### WHAT THE TASK REQUIRES
Recast the records from the line with "like [[435, 284]]." to the line with "[[507, 132]]" as a JSON list of strings, one string per line, skipping any blank lines. Include both end lines and nothing outside that range.

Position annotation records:
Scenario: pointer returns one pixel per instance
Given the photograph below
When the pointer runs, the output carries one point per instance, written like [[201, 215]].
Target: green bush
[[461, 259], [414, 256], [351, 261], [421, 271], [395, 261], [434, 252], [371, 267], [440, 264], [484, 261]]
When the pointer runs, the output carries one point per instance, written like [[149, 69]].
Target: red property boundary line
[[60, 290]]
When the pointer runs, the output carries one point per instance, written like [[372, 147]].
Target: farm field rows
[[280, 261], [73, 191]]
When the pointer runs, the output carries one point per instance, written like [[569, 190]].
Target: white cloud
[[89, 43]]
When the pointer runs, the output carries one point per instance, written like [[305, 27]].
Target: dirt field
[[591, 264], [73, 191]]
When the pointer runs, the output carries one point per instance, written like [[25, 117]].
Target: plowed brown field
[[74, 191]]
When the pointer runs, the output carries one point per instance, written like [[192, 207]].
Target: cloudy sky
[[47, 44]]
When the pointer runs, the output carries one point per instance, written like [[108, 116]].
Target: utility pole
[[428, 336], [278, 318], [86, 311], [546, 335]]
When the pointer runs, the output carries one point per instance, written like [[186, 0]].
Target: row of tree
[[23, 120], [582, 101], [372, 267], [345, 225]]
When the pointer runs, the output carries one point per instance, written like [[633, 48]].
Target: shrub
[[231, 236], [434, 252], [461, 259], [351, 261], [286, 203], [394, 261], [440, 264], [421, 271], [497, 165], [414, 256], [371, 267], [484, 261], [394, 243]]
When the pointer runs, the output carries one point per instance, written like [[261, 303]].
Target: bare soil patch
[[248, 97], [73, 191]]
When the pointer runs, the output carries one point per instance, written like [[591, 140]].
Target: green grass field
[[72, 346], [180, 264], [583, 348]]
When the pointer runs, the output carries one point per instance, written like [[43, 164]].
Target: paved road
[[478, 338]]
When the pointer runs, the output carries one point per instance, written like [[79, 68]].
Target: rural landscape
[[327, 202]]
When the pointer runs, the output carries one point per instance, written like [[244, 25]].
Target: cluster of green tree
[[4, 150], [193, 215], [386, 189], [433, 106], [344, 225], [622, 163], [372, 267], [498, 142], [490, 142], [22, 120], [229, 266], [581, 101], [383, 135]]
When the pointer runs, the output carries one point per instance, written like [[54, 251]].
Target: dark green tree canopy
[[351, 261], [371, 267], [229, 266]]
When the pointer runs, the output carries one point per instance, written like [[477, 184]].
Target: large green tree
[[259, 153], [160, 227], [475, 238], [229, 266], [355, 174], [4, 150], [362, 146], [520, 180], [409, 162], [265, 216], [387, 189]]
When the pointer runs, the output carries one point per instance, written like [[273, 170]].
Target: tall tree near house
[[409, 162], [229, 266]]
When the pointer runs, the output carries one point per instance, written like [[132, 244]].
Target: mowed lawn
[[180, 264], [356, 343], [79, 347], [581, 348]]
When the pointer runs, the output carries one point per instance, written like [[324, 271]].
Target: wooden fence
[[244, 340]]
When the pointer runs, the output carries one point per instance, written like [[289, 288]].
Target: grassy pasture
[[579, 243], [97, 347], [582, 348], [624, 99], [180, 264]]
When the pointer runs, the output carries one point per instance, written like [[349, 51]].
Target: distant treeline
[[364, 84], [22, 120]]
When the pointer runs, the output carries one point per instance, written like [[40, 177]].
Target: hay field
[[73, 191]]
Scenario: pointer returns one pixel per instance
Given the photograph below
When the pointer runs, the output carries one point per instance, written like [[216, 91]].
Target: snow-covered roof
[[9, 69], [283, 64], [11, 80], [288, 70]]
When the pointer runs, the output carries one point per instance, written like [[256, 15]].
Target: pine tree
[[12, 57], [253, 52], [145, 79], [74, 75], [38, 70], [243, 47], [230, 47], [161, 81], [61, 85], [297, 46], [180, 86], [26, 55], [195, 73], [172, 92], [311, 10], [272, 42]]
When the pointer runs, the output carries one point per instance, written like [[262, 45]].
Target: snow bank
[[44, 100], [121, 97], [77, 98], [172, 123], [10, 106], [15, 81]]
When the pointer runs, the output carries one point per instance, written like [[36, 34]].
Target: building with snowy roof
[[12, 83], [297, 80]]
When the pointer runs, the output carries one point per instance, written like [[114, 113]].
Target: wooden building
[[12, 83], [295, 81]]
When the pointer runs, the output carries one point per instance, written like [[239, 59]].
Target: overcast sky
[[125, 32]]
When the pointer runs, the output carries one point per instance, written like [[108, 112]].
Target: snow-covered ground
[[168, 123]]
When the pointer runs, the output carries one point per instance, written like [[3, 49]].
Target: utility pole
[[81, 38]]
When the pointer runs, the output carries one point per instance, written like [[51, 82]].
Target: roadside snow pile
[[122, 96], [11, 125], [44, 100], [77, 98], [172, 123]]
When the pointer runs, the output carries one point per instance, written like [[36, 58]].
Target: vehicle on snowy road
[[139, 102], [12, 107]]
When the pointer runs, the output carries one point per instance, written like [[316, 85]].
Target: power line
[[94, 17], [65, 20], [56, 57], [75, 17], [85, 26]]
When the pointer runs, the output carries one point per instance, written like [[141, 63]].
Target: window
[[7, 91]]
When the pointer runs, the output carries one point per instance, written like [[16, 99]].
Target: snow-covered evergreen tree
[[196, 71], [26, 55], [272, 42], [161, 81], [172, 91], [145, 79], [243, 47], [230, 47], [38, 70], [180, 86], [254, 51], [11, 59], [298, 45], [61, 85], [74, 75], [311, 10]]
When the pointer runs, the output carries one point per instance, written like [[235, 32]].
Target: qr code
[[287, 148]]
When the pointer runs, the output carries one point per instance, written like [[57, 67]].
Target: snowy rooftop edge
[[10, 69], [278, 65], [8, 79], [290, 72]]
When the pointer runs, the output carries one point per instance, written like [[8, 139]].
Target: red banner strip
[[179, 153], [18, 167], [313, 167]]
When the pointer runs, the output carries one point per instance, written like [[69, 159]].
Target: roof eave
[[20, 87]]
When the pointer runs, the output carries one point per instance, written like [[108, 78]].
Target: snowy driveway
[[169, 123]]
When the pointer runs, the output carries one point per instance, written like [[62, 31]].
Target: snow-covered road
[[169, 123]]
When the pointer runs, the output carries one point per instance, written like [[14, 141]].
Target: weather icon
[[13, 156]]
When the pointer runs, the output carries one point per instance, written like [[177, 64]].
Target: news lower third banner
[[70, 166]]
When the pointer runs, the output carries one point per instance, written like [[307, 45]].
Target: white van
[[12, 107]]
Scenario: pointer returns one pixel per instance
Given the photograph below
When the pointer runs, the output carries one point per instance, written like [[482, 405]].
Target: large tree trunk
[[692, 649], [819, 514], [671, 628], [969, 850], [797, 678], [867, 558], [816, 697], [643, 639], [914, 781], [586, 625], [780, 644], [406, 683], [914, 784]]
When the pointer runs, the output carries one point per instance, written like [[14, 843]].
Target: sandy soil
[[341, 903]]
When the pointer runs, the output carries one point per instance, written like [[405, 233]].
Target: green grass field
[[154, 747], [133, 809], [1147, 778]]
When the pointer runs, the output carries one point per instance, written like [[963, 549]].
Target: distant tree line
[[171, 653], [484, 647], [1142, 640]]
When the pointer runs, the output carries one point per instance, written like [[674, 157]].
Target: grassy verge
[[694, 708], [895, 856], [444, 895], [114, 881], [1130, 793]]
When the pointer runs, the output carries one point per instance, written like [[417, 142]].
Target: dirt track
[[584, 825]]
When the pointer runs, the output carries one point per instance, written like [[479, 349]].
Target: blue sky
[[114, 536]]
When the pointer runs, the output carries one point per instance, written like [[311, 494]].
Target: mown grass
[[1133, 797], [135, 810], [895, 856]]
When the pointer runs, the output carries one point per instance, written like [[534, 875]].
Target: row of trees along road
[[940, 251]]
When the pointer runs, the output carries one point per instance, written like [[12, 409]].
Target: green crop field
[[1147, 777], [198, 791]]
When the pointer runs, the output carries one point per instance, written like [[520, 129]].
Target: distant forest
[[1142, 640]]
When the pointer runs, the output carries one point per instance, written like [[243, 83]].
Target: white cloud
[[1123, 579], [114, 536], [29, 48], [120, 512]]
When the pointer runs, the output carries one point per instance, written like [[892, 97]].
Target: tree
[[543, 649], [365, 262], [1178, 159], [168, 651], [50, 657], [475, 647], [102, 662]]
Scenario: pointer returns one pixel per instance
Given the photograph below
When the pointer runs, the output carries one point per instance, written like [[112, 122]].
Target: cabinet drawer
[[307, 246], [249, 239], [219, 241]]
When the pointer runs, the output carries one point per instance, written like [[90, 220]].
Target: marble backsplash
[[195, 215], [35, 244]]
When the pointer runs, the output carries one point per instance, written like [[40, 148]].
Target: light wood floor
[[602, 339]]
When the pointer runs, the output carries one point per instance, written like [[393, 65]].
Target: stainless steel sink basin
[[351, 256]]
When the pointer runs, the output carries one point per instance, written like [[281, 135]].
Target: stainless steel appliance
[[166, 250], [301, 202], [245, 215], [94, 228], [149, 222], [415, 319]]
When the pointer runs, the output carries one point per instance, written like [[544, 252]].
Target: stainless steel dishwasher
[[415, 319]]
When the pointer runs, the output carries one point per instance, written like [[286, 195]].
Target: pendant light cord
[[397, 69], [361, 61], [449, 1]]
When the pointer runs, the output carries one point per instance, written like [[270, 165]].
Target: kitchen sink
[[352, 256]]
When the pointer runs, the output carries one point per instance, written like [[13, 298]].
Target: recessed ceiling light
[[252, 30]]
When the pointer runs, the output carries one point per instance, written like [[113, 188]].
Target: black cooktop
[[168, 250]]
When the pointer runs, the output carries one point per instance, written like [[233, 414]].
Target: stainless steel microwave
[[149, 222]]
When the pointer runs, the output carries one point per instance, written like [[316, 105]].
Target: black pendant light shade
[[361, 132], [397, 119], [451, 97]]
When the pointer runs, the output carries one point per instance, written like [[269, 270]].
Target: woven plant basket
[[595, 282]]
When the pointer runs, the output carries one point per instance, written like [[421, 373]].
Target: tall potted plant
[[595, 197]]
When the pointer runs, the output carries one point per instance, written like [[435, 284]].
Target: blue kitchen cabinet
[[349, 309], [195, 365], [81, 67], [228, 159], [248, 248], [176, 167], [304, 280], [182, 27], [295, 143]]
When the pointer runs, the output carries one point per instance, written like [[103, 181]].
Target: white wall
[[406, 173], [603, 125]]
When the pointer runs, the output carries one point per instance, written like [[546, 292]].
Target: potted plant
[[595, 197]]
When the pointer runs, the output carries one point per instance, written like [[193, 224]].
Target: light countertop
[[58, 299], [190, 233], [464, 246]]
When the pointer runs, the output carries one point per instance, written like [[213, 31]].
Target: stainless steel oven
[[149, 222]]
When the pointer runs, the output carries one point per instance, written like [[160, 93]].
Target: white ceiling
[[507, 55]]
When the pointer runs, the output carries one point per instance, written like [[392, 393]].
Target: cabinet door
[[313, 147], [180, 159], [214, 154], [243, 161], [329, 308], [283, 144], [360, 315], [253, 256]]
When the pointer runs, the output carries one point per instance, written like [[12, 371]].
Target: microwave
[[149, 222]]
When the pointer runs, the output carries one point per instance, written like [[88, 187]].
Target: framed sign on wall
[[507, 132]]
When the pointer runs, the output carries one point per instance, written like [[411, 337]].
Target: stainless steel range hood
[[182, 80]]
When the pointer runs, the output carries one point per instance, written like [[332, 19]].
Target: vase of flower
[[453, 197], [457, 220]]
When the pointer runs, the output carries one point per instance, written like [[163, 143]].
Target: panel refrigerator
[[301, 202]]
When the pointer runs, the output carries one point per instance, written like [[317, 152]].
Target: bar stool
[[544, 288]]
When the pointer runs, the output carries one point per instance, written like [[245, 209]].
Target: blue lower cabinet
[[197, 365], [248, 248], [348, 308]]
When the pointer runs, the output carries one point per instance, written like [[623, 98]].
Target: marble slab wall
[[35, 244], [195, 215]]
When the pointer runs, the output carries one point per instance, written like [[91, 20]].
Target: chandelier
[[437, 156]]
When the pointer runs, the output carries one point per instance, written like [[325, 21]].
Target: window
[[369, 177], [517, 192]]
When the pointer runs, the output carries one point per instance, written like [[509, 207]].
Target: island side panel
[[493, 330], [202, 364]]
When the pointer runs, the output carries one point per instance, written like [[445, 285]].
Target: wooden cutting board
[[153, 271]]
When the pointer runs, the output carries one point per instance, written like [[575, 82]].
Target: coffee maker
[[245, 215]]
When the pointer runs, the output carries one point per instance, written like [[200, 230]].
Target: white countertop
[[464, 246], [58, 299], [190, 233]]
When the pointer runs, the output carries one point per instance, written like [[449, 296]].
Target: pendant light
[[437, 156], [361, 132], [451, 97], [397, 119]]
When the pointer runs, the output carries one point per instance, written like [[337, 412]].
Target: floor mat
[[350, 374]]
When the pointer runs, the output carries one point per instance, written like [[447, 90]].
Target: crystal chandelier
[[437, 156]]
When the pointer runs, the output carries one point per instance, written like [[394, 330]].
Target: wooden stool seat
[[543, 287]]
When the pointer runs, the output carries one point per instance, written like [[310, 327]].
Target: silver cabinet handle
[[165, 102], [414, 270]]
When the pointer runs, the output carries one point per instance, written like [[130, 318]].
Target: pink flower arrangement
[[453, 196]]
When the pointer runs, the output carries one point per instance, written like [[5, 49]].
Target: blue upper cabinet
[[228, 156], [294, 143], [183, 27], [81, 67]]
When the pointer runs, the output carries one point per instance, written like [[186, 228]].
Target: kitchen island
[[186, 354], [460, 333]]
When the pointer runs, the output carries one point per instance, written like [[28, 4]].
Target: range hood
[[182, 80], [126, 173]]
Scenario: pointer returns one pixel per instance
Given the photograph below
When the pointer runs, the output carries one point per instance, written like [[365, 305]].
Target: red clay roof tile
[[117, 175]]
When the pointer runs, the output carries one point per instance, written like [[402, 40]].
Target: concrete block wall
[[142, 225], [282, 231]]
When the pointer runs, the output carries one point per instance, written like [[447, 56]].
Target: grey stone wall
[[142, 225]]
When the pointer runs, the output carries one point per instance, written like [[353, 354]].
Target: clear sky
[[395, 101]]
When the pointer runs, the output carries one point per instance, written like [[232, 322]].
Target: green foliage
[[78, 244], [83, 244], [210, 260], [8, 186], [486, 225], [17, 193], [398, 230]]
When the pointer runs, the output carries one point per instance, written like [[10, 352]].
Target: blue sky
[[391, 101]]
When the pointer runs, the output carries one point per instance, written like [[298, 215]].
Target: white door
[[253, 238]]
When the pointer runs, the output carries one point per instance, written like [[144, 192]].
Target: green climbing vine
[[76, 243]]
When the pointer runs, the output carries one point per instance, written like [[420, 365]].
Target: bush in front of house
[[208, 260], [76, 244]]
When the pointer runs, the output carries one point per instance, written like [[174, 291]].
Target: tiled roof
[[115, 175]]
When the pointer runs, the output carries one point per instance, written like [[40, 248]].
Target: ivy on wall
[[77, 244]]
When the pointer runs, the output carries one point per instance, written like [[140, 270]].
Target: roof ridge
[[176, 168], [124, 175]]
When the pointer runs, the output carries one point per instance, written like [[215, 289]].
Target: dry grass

### OUTPUT BELOW
[
  "When the pointer runs, the output carries one point per instance, written like [[435, 284]].",
  "Target: blue kitchen cabinet",
  "[[349, 309], [195, 365], [81, 67], [228, 159], [248, 248], [176, 167], [304, 280], [182, 27], [295, 143]]",
  "When the pointer runs, the output carries one point per instance, written like [[103, 181]].",
  "Target: white wall",
  "[[406, 173], [603, 125]]",
  "When the pointer runs, the output carries one point per instance, written like [[546, 292]].",
  "Target: potted plant",
  "[[595, 197]]",
  "When the pointer runs, the output carries one point per instance, written like [[193, 224]].",
  "Target: light countertop",
  "[[58, 299], [190, 233], [464, 246]]",
  "When the pointer runs, the output carries one point per instance, written like [[213, 31]].",
  "Target: stainless steel oven",
  "[[149, 222]]",
  "When the pointer runs, the output carries one point per instance, written like [[160, 93]].",
  "Target: white ceiling",
  "[[507, 55]]",
  "When the pointer runs, the output carries one point per instance, written like [[392, 393]].",
  "Target: cabinet door",
  "[[313, 147], [180, 159], [214, 154], [243, 161], [329, 308], [283, 144], [360, 315], [253, 256]]",
  "When the pointer runs, the output carries one point per instance, written like [[12, 371]].",
  "Target: microwave",
  "[[149, 222]]",
  "When the pointer runs, the output carries one point per instance, written like [[88, 187]].",
  "Target: framed sign on wall",
  "[[507, 132]]"
]